Um nun das Engagement der Schüler nicht ins Leere laufen zu lassen, entschlossen sich Schule und Stiftung ganz kurzfristig, zunächst einmal die Restaurierung der Skulpturen, die das Portal flankieren, in Angriff zu nehmen, um für die engagierten Schüler ein Erfolgserlebnis zu schaffen.
Dank wiederum durch Förderung und Spenden, aber vor allen Dingen durch die beeindruckenden Aktivitäten der Schüler sind nun die 40.000 Euro für die Restaurierung der Skulpturen gesammelt, und die Arbeit hat im September begonnen.
Inzwischen sind Bürger und Verwaltung von Pirna so beeindruckt, ja, fasziniert von dem Elan der Schüler des Herder-Gymnasiums, dass sie versuchen wollen, auf jede nur erdenkliche Weise - jetzt erst recht - die für Pirna riesige fehlende Summe von 262.000 € nach und nach aufzubringen.
In Pirna bewegt sich etwas, angestoßen von jungen Menschen, die Ihr Interesse für ihre Umwelt und ihre Denkmäler, ihre Geschichte und Kultur entdeckt haben und die zeigen, Engagement lohnt sich und macht Freude.
Blick in die Zukunft
Das Schulprojekt in Bamberg läuft seit zehn Jahren - zur Zeit mit dem vierten Teilprojekt. Mit dem Projekt in Pirna waren die Schüler über vier Jahre beschäftigt.
Im dritten Jahr läuft ein Projekt in der Diesterweg-Grundschule in Göritz. Dieses Projekt wurde im vergangenen Jahr vom Kultusministerium mit dem Sächsischen Schulpreis "Schule mit Ideen" ausgezeichnet.
Nur in der Langzeitwirkung kann die Bildungsidee dieser Schulprojekte umgesetzt und im Bewusstsein der Schüler verankert werden, denn für einen nachhaltigen Erfolg muss Zeit zum Wirken bleiben. Viele kurzfristige Aktionen, die nach dem Prinzip der "Streusandbüchse" initiiert werden, geraten zu schnell wieder in Vergessenheit.
Vor diesem Hintergrund hat die Denk-Mal-Stiftung im Januar 2007 eine sehr schöne Wanderausstellung initiiert, um zunächst in Oberfranken die Idee der gut umsetzbaren Schulpatenschaften für Denkmäler auch in andere Städte zu tragen.

- [GESPEICHERTE LISTE]
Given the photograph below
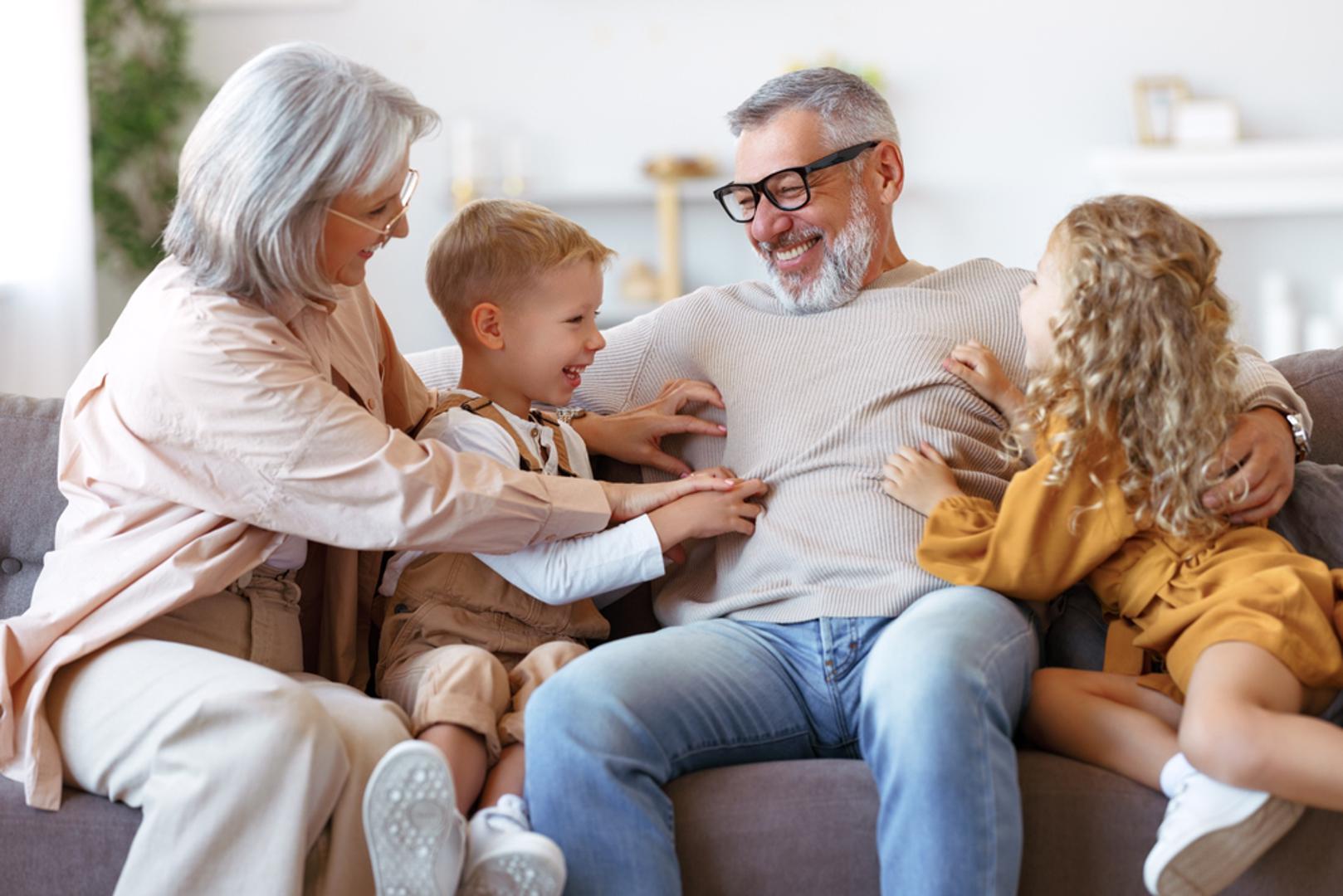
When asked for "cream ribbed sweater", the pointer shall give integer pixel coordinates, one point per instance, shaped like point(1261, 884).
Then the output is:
point(814, 403)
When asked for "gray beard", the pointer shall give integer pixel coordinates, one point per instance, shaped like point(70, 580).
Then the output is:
point(842, 268)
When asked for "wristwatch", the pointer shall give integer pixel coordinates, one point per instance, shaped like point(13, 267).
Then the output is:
point(1303, 442)
point(569, 414)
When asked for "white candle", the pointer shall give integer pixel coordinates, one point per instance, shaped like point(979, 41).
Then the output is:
point(464, 145)
point(1282, 324)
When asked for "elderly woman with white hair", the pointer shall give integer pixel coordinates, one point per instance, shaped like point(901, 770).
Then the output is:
point(246, 418)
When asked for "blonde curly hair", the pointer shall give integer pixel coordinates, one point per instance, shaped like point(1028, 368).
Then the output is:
point(1142, 359)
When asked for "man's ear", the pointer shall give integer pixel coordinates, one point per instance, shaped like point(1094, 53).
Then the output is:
point(891, 168)
point(486, 325)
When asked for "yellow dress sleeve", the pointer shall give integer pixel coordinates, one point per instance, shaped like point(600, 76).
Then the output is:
point(1040, 542)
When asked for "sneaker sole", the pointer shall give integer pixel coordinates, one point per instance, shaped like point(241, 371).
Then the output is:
point(1210, 864)
point(410, 818)
point(513, 874)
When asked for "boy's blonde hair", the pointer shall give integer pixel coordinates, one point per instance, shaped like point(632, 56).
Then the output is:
point(1142, 358)
point(493, 249)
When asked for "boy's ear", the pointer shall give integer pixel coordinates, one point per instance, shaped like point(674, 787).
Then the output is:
point(488, 325)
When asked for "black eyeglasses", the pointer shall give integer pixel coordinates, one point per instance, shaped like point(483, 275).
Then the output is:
point(787, 190)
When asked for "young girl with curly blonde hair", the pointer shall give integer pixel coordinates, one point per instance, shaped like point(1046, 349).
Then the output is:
point(1132, 388)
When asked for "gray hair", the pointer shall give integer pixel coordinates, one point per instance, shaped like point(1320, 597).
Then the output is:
point(851, 109)
point(289, 132)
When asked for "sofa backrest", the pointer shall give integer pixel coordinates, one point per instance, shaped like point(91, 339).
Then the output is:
point(30, 501)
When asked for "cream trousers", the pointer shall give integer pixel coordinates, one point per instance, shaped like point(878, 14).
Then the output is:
point(249, 772)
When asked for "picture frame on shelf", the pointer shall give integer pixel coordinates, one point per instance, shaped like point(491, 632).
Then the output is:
point(1155, 100)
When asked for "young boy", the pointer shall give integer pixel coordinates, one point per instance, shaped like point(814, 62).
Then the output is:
point(467, 638)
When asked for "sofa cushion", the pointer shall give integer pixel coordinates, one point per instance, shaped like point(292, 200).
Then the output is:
point(30, 501)
point(1312, 518)
point(1318, 377)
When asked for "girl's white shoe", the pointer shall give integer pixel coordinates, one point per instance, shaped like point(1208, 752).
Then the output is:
point(505, 857)
point(417, 839)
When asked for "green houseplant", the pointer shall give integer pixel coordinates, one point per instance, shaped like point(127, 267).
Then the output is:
point(139, 93)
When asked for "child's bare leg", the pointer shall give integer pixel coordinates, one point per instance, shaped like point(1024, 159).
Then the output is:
point(1106, 719)
point(1243, 726)
point(505, 777)
point(466, 759)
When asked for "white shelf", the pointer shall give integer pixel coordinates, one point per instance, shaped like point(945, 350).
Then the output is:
point(1244, 179)
point(695, 192)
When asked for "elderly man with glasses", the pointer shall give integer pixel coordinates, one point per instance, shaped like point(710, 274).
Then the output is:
point(819, 635)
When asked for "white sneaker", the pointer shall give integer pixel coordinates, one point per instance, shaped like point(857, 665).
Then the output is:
point(1212, 833)
point(505, 857)
point(417, 839)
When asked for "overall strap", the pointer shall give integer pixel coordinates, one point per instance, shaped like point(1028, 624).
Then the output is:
point(562, 449)
point(481, 406)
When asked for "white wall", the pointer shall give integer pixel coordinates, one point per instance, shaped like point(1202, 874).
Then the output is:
point(1001, 105)
point(47, 309)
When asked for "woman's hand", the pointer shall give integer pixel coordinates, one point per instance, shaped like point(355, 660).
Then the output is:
point(978, 368)
point(629, 500)
point(919, 480)
point(708, 514)
point(1258, 461)
point(636, 436)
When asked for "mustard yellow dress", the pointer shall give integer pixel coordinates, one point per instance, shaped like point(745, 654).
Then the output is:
point(1167, 597)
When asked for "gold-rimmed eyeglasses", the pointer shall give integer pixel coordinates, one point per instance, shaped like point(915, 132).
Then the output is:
point(404, 197)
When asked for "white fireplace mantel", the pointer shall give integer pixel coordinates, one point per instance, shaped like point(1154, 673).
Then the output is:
point(1244, 179)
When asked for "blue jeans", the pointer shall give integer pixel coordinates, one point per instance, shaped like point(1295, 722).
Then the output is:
point(940, 687)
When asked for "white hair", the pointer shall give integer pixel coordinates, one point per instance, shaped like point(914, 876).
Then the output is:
point(851, 109)
point(289, 132)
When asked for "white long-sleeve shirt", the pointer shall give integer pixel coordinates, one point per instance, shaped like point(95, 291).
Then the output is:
point(603, 566)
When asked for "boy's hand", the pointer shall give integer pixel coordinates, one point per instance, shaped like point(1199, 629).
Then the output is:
point(629, 500)
point(636, 436)
point(980, 371)
point(708, 514)
point(919, 480)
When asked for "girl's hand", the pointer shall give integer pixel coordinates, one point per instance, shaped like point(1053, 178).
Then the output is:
point(980, 371)
point(629, 500)
point(636, 436)
point(919, 480)
point(708, 514)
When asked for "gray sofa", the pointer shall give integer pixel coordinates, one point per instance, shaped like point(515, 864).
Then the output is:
point(773, 828)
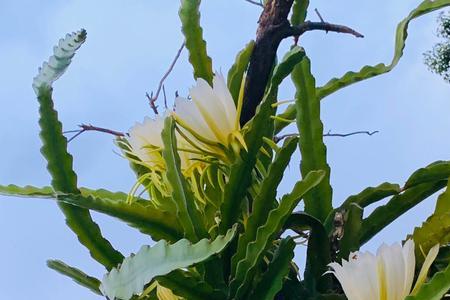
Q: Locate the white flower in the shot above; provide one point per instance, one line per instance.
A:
(146, 142)
(387, 276)
(211, 117)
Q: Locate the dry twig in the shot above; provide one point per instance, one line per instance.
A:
(277, 139)
(256, 3)
(152, 99)
(89, 127)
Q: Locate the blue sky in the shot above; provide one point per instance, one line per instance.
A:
(129, 46)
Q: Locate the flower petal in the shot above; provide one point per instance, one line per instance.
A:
(431, 256)
(392, 271)
(410, 265)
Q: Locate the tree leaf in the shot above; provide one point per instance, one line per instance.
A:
(240, 173)
(162, 258)
(272, 280)
(187, 213)
(27, 191)
(193, 33)
(368, 72)
(318, 253)
(435, 288)
(299, 11)
(266, 233)
(182, 284)
(436, 229)
(237, 70)
(401, 35)
(146, 218)
(439, 170)
(60, 61)
(443, 202)
(265, 200)
(59, 161)
(77, 275)
(398, 205)
(365, 198)
(312, 148)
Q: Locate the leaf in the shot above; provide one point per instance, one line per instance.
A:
(237, 70)
(289, 114)
(184, 285)
(266, 233)
(299, 11)
(187, 213)
(439, 170)
(241, 171)
(435, 288)
(352, 227)
(313, 150)
(149, 220)
(318, 253)
(435, 230)
(272, 280)
(367, 72)
(59, 161)
(443, 202)
(265, 200)
(77, 275)
(365, 198)
(26, 191)
(60, 61)
(193, 33)
(398, 205)
(138, 270)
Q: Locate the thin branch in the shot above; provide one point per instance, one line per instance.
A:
(89, 127)
(255, 3)
(351, 133)
(324, 26)
(273, 27)
(152, 99)
(277, 139)
(165, 98)
(319, 15)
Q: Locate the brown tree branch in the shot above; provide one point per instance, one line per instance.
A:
(273, 28)
(268, 38)
(324, 26)
(152, 99)
(89, 127)
(277, 139)
(256, 3)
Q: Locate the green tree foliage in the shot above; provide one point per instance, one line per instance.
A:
(438, 59)
(212, 207)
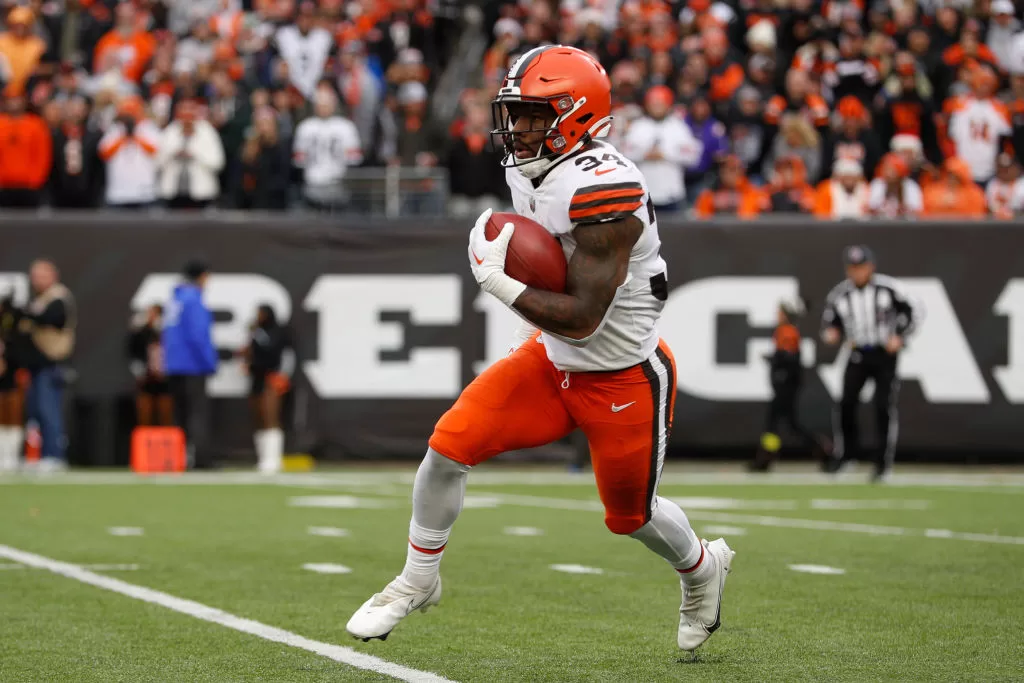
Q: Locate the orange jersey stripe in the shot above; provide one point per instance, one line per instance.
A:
(626, 207)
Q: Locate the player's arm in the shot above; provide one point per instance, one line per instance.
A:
(598, 267)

- [AUFGABEN]
**a.** Gib den Inhalt des Textausschnitts über die Schulprojekte zur Denkmalpflege in zwei Sätzen wieder.
**b.** Führe den Textausschnitt über die Schulprojekte zur Denkmalpflege nach seinem letzten Satz fort.

- [LÖSUNGEN]
**a.** In Pirna haben Schüler des Herder-Gymnasiums zusammen mit Förderung und Spenden 40.000 Euro für die Restaurierung der Skulpturen am Portal gesammelt, die Arbeit hat im September begonnen, und Bürger und Verwaltung wollen nun die fehlenden 262.000 € nach und nach aufbringen. Weil die Schulprojekte in Bamberg, Pirna und Göritz nur in der Langzeitwirkung im Bewusstsein der Schüler verankert werden können, hat die Denk-Mal-Stiftung im Januar 2007 eine Wanderausstellung initiiert, um die Idee der Schulpatenschaften für Denkmäler in andere Städte zu tragen.

**b.**
Die Ausstellung wurde im Februar 2008 mit großer Resonanz im
Bayerischen Landtag, im Maximilianeum, gezeigt.
In Bamberg engagieren sich die Schüler aktuell für die Restaurierung der Orgel in der Elisabethenkirche im Sand und diese Restaurierung der berühmten Namenspatronin der Kirche, Elisabeth von Thüringen ist ein Geschenk aus Anlass des 800. Geburtstags.
"Ein Geschenk für Elisabeth" heißt das vierte Patenschaftsprojekts.
Im Schuljahr 2009/2010 hat die Stiftung zwei neue Projekte gestartet, in München ein Hundertwasserprojekt mit einer Gesamtschule in Bayern, und mit der Hauptschule in Bamberg Gaustadt. Hier steht ein Industriedenkmal im Mittelpunkt.
Bei den beiden letztgenannten Schulprojekten wird der Denkmalgedanke erweitert durch die Integrationsidee. Beide Schulen sind geprägt durch Schüler mit Migrationshintergrund. In Bamberg sind es acht Herkunftsländer und in München mehr als dreißig Nationen.
Wenn sich alle Schüler gemeinsam um ein Denkmal ihrer nahen Umgebung kümmern, ihrer zum Teil neuen und jetzt aber gemeinsamen Heimat, wenn sie sich mit einer so ganz praktischen handfesten Sache beschäftigen, sich engagieren, Verantwortung übernehmen, schafft das gemeinsames Interesse, einen Zusammenhalt untereinander, vielleicht ein Stück Identität mit dem Umfeld, in dem sie leben.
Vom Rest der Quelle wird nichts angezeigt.